Start of Data rows

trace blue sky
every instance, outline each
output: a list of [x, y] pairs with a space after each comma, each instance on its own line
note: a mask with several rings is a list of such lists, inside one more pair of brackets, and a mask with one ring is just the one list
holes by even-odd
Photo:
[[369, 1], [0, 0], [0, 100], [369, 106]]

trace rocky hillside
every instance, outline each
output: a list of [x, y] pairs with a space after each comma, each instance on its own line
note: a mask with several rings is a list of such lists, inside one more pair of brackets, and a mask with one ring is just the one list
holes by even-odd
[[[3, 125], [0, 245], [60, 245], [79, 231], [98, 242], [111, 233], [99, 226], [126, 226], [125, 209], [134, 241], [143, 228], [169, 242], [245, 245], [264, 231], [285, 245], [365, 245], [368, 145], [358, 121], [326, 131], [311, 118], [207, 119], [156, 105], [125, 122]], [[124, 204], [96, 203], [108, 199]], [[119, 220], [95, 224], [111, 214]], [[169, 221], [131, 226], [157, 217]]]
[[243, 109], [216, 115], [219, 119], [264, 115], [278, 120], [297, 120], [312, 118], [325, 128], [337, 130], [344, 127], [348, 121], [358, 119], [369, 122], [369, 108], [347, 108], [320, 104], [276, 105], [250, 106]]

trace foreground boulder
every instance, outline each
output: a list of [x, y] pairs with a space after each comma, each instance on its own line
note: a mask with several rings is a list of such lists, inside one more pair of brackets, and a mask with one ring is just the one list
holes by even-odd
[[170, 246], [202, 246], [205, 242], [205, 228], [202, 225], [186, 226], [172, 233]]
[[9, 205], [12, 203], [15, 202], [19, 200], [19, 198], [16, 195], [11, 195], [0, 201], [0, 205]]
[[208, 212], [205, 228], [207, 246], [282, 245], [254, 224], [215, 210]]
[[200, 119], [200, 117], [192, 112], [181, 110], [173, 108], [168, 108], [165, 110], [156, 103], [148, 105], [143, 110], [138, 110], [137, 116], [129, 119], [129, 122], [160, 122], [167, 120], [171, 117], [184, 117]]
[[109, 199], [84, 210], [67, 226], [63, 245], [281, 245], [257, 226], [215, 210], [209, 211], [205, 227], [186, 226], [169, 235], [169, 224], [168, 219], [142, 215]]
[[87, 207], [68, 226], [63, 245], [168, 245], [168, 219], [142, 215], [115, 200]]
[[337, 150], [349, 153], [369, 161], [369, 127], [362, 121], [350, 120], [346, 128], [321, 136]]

End of Data rows

**What to work on**: Write out all of the data above again, line for line, with no changes.

**Worked answer**:
trace blue sky
every instance, outline each
output: a list of [x, y] pairs with a space after each comma, each instance on its own line
note: a mask with several rings is a list of such lists, inside one more pair of brackets, and a mask with one ring is just the one list
holes by even-odd
Photo:
[[369, 1], [0, 0], [0, 100], [369, 106]]

trace rocky hillside
every instance, outline each
output: a list of [x, y] pairs with a space after each comma, each instance on its own line
note: a mask with several rings is a list of such lists, inside one more pair of brackets, and a mask with one ring is just the one list
holes by even-odd
[[[3, 125], [0, 245], [60, 245], [79, 231], [98, 242], [111, 233], [99, 226], [126, 226], [125, 209], [134, 241], [143, 228], [169, 242], [245, 245], [264, 231], [285, 245], [365, 245], [368, 145], [358, 121], [326, 131], [311, 118], [207, 119], [156, 105], [125, 122]], [[124, 204], [96, 203], [108, 199]], [[119, 220], [95, 224], [111, 214]], [[169, 221], [131, 226], [157, 217]]]
[[243, 109], [216, 115], [219, 119], [264, 115], [278, 120], [297, 120], [312, 118], [325, 128], [337, 130], [344, 127], [348, 121], [358, 119], [369, 122], [369, 108], [347, 108], [320, 104], [276, 105], [250, 106]]

trace foreground boulder
every instance, outline each
output: a list of [x, y] pairs with a space after each comma, each instance on its own line
note: a mask with several rings is a list of such lists, inside one more pair of brackets, and a mask with one ring is just the one list
holes by even-odd
[[170, 246], [202, 246], [205, 242], [205, 228], [202, 225], [186, 226], [172, 233]]
[[9, 205], [12, 203], [15, 202], [19, 200], [19, 198], [16, 195], [11, 195], [0, 201], [0, 205]]
[[208, 212], [205, 228], [207, 246], [282, 245], [254, 224], [215, 210]]
[[200, 119], [200, 117], [192, 112], [181, 110], [173, 108], [168, 108], [165, 110], [156, 103], [148, 105], [143, 110], [138, 110], [137, 116], [129, 119], [129, 122], [160, 122], [167, 120], [171, 117], [184, 117]]
[[109, 199], [84, 210], [67, 226], [63, 245], [281, 245], [257, 226], [215, 210], [209, 211], [205, 227], [186, 226], [169, 235], [169, 224], [168, 219], [142, 215]]
[[87, 207], [68, 226], [63, 245], [168, 245], [168, 219], [142, 215], [115, 200]]
[[337, 150], [349, 153], [369, 161], [369, 127], [362, 121], [350, 120], [346, 128], [321, 136]]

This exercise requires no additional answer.